====== PAGE EXCERPT ======

109. Chinese Witch-hazel

Chinese Witch-hazel

Hamamelis mollis

Accession 698 - 94*A

This Chinese witch-hazel is a relatively new addition to the Arboretum’s landscape. It was collected as a seedling in 1994 on a mountainside in China. In spring and summer, the shrub grows round green leaves. These leaves yellow and brown in the fall, and often remain on the branch until spring. The witch-hazel blooms in winter with a profusion of delicate yellow flowers.

Collected on a rocky ridge 3,600 feet above sea level in central China, this plant is what is called “wild-collected.” The clip below explains why that’s important.

Arboretum scientist Peter Del Tredici tells the story of collecting this plant in the segment below.

Segment 1:

There are five known species of witch-hazel. Native to both Asia and North America, witch-hazels are commonly associated with medicinal purposes, but at the Arboretum, they’re appreciated for their dramatic flowering.

Witch-hazels bloom at different times—this Chinese witch-hazel blooms February-March, while the so-called “common witch-hazel,” native to New England, blooms October-December—but they always put on a dynamic display. The slightly crinkled petals of the flowers stand out on bare branches, curling and unfurling in response to changes in temperature.

The Arboretum has a large collection of witch-hazels—currently, over 100 specimens stand in the landscape. In 1994, Arboretum scientist Peter Del Tredici travelled to China as part of the North America-China Plant Exploration Consortium plant collecting trip to Hubei Province in central China. Representatives from several North American and Chinese botanical institutions travelled to Wudang Shan, a mountain with exceptional biodiversity, to collect plant material.

======

* EXERCISE AIM
Reproduce the entire Chinese witch-hazel page above, word for word.

====== SUPPLIED RECORDS ======

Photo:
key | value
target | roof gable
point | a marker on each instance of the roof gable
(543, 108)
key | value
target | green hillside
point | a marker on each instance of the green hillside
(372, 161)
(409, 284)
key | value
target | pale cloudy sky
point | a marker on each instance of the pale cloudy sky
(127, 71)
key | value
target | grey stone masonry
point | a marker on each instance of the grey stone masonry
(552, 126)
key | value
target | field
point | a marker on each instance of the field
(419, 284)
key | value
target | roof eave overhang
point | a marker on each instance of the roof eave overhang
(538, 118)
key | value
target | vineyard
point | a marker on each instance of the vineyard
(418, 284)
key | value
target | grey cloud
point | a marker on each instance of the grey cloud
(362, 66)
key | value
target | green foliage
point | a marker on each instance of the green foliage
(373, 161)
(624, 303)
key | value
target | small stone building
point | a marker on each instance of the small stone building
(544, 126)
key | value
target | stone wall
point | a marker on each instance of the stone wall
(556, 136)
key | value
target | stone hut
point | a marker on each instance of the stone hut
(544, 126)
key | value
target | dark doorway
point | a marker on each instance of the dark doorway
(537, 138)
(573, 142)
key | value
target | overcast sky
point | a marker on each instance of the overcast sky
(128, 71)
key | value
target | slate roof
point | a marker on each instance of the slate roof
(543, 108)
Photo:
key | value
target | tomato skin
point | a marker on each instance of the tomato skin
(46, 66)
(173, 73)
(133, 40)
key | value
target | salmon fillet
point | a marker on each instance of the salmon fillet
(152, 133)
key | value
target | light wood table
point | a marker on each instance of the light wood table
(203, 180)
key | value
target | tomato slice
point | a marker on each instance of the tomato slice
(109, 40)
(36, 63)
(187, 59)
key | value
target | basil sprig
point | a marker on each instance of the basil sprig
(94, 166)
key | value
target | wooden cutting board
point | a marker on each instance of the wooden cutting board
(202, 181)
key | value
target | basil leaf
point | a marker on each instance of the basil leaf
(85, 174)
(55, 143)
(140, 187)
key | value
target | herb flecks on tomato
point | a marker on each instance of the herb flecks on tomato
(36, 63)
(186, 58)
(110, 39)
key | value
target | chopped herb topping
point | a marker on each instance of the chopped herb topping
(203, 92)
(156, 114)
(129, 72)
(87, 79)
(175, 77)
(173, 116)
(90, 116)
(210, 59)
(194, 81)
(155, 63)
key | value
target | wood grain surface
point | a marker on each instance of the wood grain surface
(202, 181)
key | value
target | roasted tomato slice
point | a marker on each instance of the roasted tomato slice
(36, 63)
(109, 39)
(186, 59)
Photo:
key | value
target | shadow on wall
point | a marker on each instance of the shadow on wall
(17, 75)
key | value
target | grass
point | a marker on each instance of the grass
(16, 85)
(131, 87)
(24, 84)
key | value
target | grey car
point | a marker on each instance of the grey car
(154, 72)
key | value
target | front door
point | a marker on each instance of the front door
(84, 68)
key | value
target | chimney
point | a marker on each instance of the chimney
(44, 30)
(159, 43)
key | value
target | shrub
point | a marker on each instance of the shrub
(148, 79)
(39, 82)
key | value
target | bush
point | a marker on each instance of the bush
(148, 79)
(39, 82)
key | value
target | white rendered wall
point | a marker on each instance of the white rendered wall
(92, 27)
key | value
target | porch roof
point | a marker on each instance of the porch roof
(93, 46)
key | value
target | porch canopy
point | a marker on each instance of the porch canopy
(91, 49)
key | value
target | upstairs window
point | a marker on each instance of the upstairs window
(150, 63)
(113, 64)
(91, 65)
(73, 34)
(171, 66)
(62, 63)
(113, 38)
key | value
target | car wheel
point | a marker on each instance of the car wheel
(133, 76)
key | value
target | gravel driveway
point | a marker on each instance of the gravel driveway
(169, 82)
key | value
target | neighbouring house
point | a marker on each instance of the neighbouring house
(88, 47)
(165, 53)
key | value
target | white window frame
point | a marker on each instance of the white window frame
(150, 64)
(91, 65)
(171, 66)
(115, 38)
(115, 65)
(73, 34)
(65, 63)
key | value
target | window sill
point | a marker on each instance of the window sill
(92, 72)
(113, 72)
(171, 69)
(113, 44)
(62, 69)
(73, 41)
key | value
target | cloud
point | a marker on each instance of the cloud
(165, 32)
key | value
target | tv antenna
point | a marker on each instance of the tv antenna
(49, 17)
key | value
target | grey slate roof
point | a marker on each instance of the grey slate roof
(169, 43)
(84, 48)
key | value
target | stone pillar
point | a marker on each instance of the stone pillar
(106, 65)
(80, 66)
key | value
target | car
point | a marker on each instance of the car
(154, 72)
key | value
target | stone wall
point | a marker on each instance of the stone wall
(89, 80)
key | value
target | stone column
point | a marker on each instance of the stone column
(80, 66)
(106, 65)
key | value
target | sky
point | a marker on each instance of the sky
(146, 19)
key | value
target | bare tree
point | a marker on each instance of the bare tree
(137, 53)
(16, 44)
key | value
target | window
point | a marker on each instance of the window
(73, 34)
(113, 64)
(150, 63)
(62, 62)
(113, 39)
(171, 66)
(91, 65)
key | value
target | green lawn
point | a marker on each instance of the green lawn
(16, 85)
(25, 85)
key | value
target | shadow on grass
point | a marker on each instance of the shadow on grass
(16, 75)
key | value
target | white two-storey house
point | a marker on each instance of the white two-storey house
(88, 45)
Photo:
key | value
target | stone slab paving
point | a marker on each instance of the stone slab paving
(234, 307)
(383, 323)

======

* RESPONSE TO THE EXERCISE
109. Chinese Witch-hazel

Chinese Witch-hazel

Hamamelis mollis

Accession 698 - 94*A

This Chinese witch-hazel is a relatively new addition to the Arboretum’s landscape. It was collected as a seedling in 1994 on a mountainside in China. In spring and summer, the shrub grows round green leaves. These leaves yellow and brown in the fall, and often remain on the branch until spring. The witch-hazel blooms in winter with a profusion of delicate yellow flowers.

Collected on a rocky ridge 3,600 feet above sea level in central China, this plant is what is called “wild-collected.” The clip below explains why that’s important.

Arboretum scientist Peter Del Tredici tells the story of collecting this plant in the segment below.

Segment 1:

There are five known species of witch-hazel. Native to both Asia and North America, witch-hazels are commonly associated with medicinal purposes, but at the Arboretum, they’re appreciated for their dramatic flowering.

Witch-hazels bloom at different times—this Chinese witch-hazel blooms February-March, while the so-called “common witch-hazel,” native to New England, blooms October-December—but they always put on a dynamic display. The slightly crinkled petals of the flowers stand out on bare branches, curling and unfurling in response to changes in temperature.

The Arboretum has a large collection of witch-hazels—currently, over 100 specimens stand in the landscape. In 1994, Arboretum scientist Peter Del Tredici travelled to China as part of the North America-China Plant Exploration Consortium plant collecting trip to Hubei Province in central China. Representatives from several North American and Chinese botanical institutions travelled to Wudang Shan, a mountain with exceptional biodiversity, to collect plant material.